JOB: Extract every line of the material below word for word, and leave the pictures out of your answer.

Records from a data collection
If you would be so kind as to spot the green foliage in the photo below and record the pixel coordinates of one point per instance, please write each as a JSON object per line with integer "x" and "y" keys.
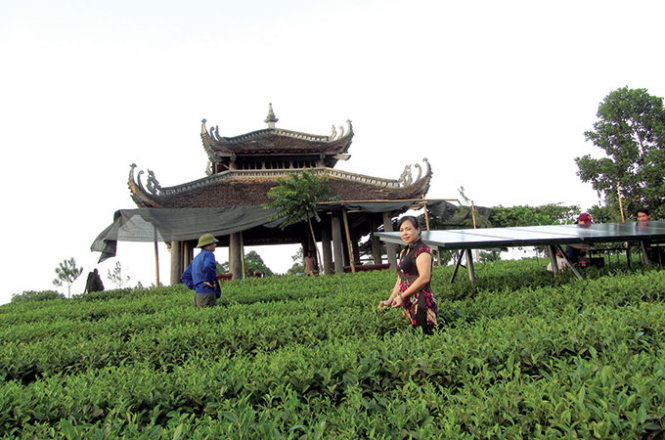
{"x": 631, "y": 133}
{"x": 116, "y": 276}
{"x": 296, "y": 196}
{"x": 67, "y": 273}
{"x": 527, "y": 355}
{"x": 31, "y": 295}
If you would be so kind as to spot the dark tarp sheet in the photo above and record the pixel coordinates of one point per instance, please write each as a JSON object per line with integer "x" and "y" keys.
{"x": 149, "y": 225}
{"x": 164, "y": 224}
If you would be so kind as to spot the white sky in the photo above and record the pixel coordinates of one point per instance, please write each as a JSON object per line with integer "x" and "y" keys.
{"x": 497, "y": 95}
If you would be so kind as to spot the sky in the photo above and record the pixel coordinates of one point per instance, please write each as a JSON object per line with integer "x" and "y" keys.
{"x": 496, "y": 95}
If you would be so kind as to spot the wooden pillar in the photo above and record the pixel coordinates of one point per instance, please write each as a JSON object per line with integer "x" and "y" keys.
{"x": 235, "y": 255}
{"x": 327, "y": 250}
{"x": 336, "y": 227}
{"x": 390, "y": 248}
{"x": 349, "y": 245}
{"x": 375, "y": 243}
{"x": 176, "y": 263}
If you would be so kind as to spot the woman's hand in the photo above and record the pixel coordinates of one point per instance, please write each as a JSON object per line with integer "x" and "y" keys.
{"x": 384, "y": 304}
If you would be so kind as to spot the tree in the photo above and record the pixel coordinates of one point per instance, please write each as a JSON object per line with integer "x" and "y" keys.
{"x": 295, "y": 197}
{"x": 116, "y": 276}
{"x": 631, "y": 132}
{"x": 67, "y": 273}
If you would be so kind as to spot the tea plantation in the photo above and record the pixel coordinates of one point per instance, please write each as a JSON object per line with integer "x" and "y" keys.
{"x": 524, "y": 356}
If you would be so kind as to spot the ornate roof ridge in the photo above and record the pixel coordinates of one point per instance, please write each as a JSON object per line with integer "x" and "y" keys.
{"x": 154, "y": 188}
{"x": 335, "y": 136}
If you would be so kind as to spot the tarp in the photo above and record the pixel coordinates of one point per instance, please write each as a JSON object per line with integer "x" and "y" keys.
{"x": 178, "y": 224}
{"x": 181, "y": 224}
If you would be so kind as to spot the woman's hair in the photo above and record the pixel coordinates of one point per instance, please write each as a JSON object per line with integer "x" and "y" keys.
{"x": 412, "y": 219}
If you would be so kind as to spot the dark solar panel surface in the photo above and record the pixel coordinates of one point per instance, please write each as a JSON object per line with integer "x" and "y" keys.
{"x": 537, "y": 235}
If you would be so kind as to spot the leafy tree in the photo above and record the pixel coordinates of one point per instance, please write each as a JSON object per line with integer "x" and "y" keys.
{"x": 67, "y": 273}
{"x": 116, "y": 276}
{"x": 295, "y": 197}
{"x": 631, "y": 132}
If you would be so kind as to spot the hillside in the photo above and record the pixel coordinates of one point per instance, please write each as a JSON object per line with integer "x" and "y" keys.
{"x": 526, "y": 356}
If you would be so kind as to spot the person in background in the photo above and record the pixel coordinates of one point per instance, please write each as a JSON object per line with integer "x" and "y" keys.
{"x": 575, "y": 251}
{"x": 310, "y": 264}
{"x": 94, "y": 282}
{"x": 643, "y": 215}
{"x": 412, "y": 290}
{"x": 654, "y": 253}
{"x": 201, "y": 274}
{"x": 561, "y": 262}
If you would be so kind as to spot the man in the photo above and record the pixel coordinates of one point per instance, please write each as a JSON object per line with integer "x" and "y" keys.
{"x": 201, "y": 275}
{"x": 575, "y": 251}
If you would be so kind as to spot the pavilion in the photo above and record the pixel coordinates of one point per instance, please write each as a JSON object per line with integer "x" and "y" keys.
{"x": 228, "y": 201}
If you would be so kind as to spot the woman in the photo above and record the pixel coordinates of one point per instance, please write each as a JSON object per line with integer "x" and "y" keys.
{"x": 412, "y": 289}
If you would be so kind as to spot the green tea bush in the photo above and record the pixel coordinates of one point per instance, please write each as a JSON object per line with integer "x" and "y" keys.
{"x": 524, "y": 355}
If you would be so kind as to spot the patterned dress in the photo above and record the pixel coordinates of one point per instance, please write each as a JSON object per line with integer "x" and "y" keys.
{"x": 420, "y": 308}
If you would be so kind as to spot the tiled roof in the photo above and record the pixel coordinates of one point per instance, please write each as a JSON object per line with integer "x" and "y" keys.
{"x": 251, "y": 187}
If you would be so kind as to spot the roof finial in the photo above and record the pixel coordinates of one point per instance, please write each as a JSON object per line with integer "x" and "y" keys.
{"x": 271, "y": 119}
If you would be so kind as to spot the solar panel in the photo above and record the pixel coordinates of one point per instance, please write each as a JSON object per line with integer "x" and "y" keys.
{"x": 537, "y": 235}
{"x": 552, "y": 236}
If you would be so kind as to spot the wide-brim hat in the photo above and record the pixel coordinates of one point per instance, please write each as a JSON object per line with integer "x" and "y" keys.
{"x": 206, "y": 239}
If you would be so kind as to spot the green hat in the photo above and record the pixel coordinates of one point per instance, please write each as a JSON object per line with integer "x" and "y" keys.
{"x": 206, "y": 239}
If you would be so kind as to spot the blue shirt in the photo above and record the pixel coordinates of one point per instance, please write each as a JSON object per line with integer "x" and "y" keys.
{"x": 202, "y": 270}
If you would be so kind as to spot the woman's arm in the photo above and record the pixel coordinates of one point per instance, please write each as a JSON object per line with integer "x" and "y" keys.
{"x": 393, "y": 295}
{"x": 424, "y": 265}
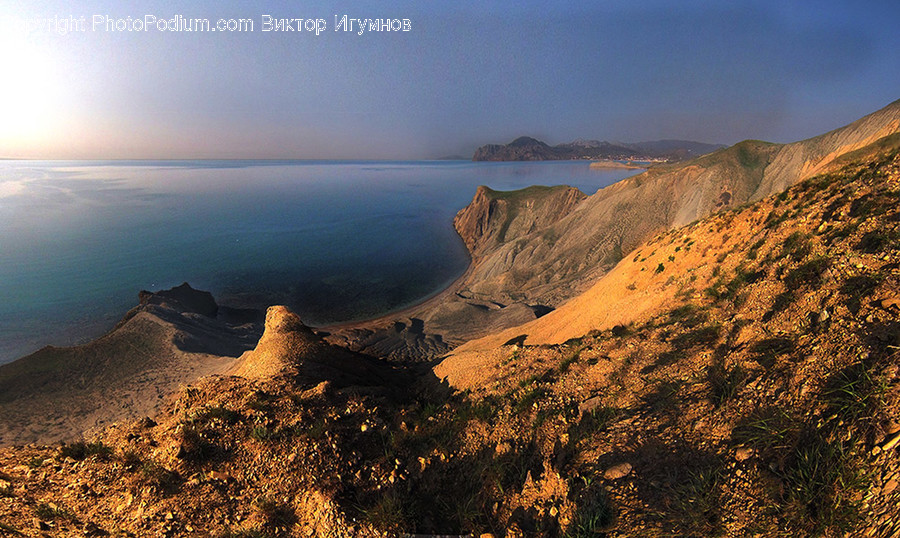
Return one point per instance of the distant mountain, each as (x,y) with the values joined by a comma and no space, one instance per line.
(526,148)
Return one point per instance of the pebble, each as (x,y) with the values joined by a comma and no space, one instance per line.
(617,471)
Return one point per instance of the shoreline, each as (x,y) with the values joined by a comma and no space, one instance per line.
(407,311)
(630,165)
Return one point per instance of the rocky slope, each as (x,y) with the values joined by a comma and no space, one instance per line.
(173,337)
(522,272)
(751,387)
(592,237)
(530,149)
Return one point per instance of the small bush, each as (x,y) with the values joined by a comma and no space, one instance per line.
(595,515)
(874,242)
(160,478)
(47,512)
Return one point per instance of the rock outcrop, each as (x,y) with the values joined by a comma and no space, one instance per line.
(530,149)
(173,337)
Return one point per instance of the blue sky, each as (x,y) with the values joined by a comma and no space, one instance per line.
(468,73)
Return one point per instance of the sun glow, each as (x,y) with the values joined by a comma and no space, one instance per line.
(29,94)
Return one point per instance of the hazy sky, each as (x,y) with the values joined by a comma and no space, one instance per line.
(464,75)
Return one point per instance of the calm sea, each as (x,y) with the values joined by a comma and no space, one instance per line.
(336,241)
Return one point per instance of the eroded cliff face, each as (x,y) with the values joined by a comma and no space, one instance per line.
(551,263)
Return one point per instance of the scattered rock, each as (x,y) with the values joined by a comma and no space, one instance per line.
(589,405)
(219,475)
(617,471)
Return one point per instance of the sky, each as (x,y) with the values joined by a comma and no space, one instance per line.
(465,74)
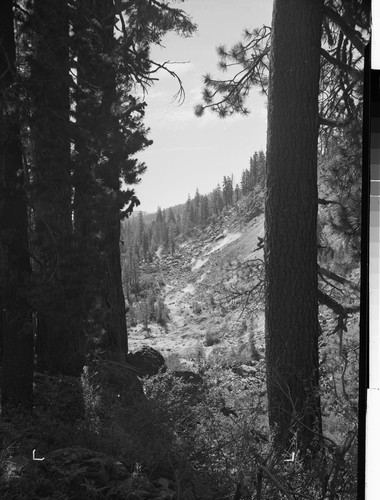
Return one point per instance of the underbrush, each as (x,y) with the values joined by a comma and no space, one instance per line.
(181,441)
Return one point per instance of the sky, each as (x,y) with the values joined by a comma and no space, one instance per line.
(190,152)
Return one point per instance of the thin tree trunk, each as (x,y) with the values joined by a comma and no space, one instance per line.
(15,273)
(291,221)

THE COMPLETED TASK:
If you would be so kind as to spot the green foliage in the photo below and record the pixel coordinates of one point per instance, please write each as a JSON object per line with integer "x" and "y" keys.
{"x": 631, "y": 133}
{"x": 116, "y": 276}
{"x": 296, "y": 196}
{"x": 67, "y": 273}
{"x": 527, "y": 355}
{"x": 31, "y": 295}
If you would be so kind as to spot the dark tarp sheet in the photo above and record the pixel coordinates of one point per instance, please write each as a JSON object per line with integer "x" and "y" keys.
{"x": 149, "y": 225}
{"x": 164, "y": 224}
If you would be so kind as to spot the white sky in the photo above and record the pixel coordinates of one point per instance, please write each as a JSON object per line with integer "x" and "y" keys.
{"x": 497, "y": 95}
If you would be so kind as to spot the sky in the photo above and record the pixel coordinates of one point per instance, please write each as a JSON object per line with integer "x" and "y" keys.
{"x": 496, "y": 95}
If you would be so kind as to spot the wooden pillar in the photo above and record the pixel coordinates of one point per instance, please write each as a JSON object per line with integer "x" and "y" keys.
{"x": 235, "y": 255}
{"x": 327, "y": 250}
{"x": 336, "y": 227}
{"x": 390, "y": 248}
{"x": 349, "y": 245}
{"x": 375, "y": 243}
{"x": 176, "y": 263}
If you would be so kind as to spot the woman's hand in the photo above and record the pixel coordinates of one point per instance, please write each as a JSON object per line with integer "x" and "y" keys.
{"x": 384, "y": 304}
If you would be so kind as to spot the tree in the photo above and record the pixel coordinates of one point per instance, please write each as a JSON object per line with integer "x" and "y" keys.
{"x": 295, "y": 197}
{"x": 116, "y": 276}
{"x": 631, "y": 132}
{"x": 67, "y": 273}
If you would be so kind as to spot the tea plantation in the photo above and record the pixel coordinates of one point per instance, please write each as a JSON object per line with integer "x" and "y" keys.
{"x": 524, "y": 356}
If you would be so kind as to spot the ornate roof ridge in the photo above and record the pixel coordinates of one point per instance, please write each as a JSON object per line with integer "x" and "y" keys.
{"x": 154, "y": 188}
{"x": 335, "y": 136}
If you would be so kind as to spot the tarp in the photo above and record the pixel coordinates of one point per instance, please write each as a JSON object per line with integer "x" and "y" keys.
{"x": 178, "y": 224}
{"x": 181, "y": 224}
If you would be so kind as to spot the woman's hair in the photo above and record the pixel coordinates of one point per instance, please write each as a JSON object per line with integer "x" and "y" keys.
{"x": 412, "y": 219}
If you would be so kind as to spot the dark solar panel surface in the photo above and record the pixel coordinates of one point per instance, please write each as a JSON object per line with integer "x" and "y" keys.
{"x": 537, "y": 235}
If you would be so kind as to spot the leafy tree in the photo above and record the pixel coordinates of one point per instance, please write each as a JSON object per line with integer "x" and "y" keys.
{"x": 67, "y": 273}
{"x": 116, "y": 276}
{"x": 295, "y": 197}
{"x": 631, "y": 132}
If you would be so kind as to spot the hillside in the photo above and record the pixel coordinates of one point per instance, please write each as a JSON object per line with integer "x" and "y" keys.
{"x": 526, "y": 356}
If you would be so kind as to spot the person in background in the photo above and record the pixel coordinates of one point per instance, please write each as a JSON object per line with integer "x" and "y" keys.
{"x": 575, "y": 251}
{"x": 310, "y": 264}
{"x": 94, "y": 282}
{"x": 643, "y": 215}
{"x": 412, "y": 290}
{"x": 654, "y": 253}
{"x": 201, "y": 274}
{"x": 561, "y": 262}
If you would be so kind as to spot the man in the photo above and record the pixel coordinates of one point per instance, please write each as a JSON object per line with integer "x" and "y" keys.
{"x": 201, "y": 275}
{"x": 575, "y": 251}
If you would be so kind as to spot the pavilion in the photo above and record the pixel coordinates of one point per instance, please write each as a JSON object per line with integer "x" and "y" keys.
{"x": 228, "y": 201}
If you would be so kind as to spot the woman in the photo above and record the pixel coordinates of one point per instance, please write each as a JSON object per line with integer "x" and "y" keys.
{"x": 412, "y": 289}
If you would be so kind as to spot the green tea bush in the photo above and record the pixel coordinates of one point per instance, please write each as a JSON object per line with integer "x" and "y" keys.
{"x": 524, "y": 355}
If you would be so kind as to spot the patterned dress in the photo above and record the pixel coordinates of one point per instance, please write each as a JSON object per line with integer "x" and "y" keys.
{"x": 420, "y": 308}
If you would be so kind as to spot the tiled roof in the photo above and record the pixel coordinates of one point per instance, please write each as a JSON object per line with integer "x" and "y" keys.
{"x": 251, "y": 187}
If you would be so kind as to spot the roof finial in the photo above and record the pixel coordinates of one point per instance, please write each as a JSON object per line with integer "x" and "y" keys.
{"x": 271, "y": 119}
If you would be so kind as to spot the solar panel in the photo above and record the pixel coordinates of one point per instance, please write each as a JSON object per line with integer "x" and "y" keys.
{"x": 537, "y": 235}
{"x": 552, "y": 236}
If you would be so kind as to spot the wide-brim hat in the photo above and record the pixel coordinates of one point per instance, please write each as a JSON object per line with integer "x" and "y" keys.
{"x": 206, "y": 239}
If you would be so kind as to spot the green hat in the photo above and record the pixel coordinates of one point per instance, please write each as a JSON object per line with integer "x" and "y" keys.
{"x": 206, "y": 239}
If you would be so kind as to spot the blue shirt in the photo above and record the pixel coordinates of one point per instance, please write each as a JSON object per line with integer "x" and "y" keys.
{"x": 202, "y": 270}
If you would be so kind as to spot the woman's arm in the photo above and record the pixel coordinates of one point per instance, please write each as a JSON object per line with integer "x" and "y" keys.
{"x": 393, "y": 295}
{"x": 424, "y": 265}
Return one point per instance of the distant mountain, each as (x,y) with the values joined by a comma and no space, one instance per line.
(526,148)
Return one point per instance of the pebble, each as (x,y) with the values joined by a comma and no space, one instance per line.
(617,471)
Return one point per instance of the shoreline, each as (x,y) with the values joined by a comma and no space, one instance per line.
(407,311)
(630,165)
Return one point per instance of the rocky slope, each as (x,y) with the values joined by a comma and no space, one instance per line.
(173,337)
(522,272)
(751,387)
(592,237)
(530,149)
Return one point per instance of the small bush, each as (x,y) with the values joined by a comma and no space, one instance per line.
(595,515)
(874,242)
(160,478)
(47,512)
Return one point per instance of the rock outcrop, each as (x,y) with the values joined by a comma and no space, one instance per line.
(530,149)
(173,337)
Return one point per instance of the blue sky, each as (x,y) with the values joined by a comma and no space, one instance per line.
(468,73)
Return one point per instance of the sun glow, each as (x,y) with the values joined by a comma and no space, one instance per line.
(29,94)
Return one point per instance of the hazy sky, each as (x,y) with the values joined by a comma and no space, one instance per line.
(464,75)
Return one point per instance of the calm sea, each as (x,y) with the values joined by a comma and no space, one instance per line.
(336,241)
Return one point per instance of the eroded cliff face, each as (x,y) with the values joined by a comma and no space, one instance per line.
(551,263)
Return one point per instance of the scattered rock, each as (x,y) with the values joined by a comma and no space, one instance per line.
(589,405)
(219,475)
(617,471)
Return one point per instance of the sky, each as (x,y) with the values joined by a comma and no space, one instance per line.
(465,74)
Return one point per instance of the underbrush, each as (x,y) with the values joined by a comma and no space, one instance per line.
(181,441)
Return one point per instance of the sky, each as (x,y) with the values joined by a comma and no space, one instance per line.
(190,152)
Return one point per instance of the thin tree trunk, each as (x,y) with the values joined by a comma and no space, one instance per line.
(15,273)
(291,221)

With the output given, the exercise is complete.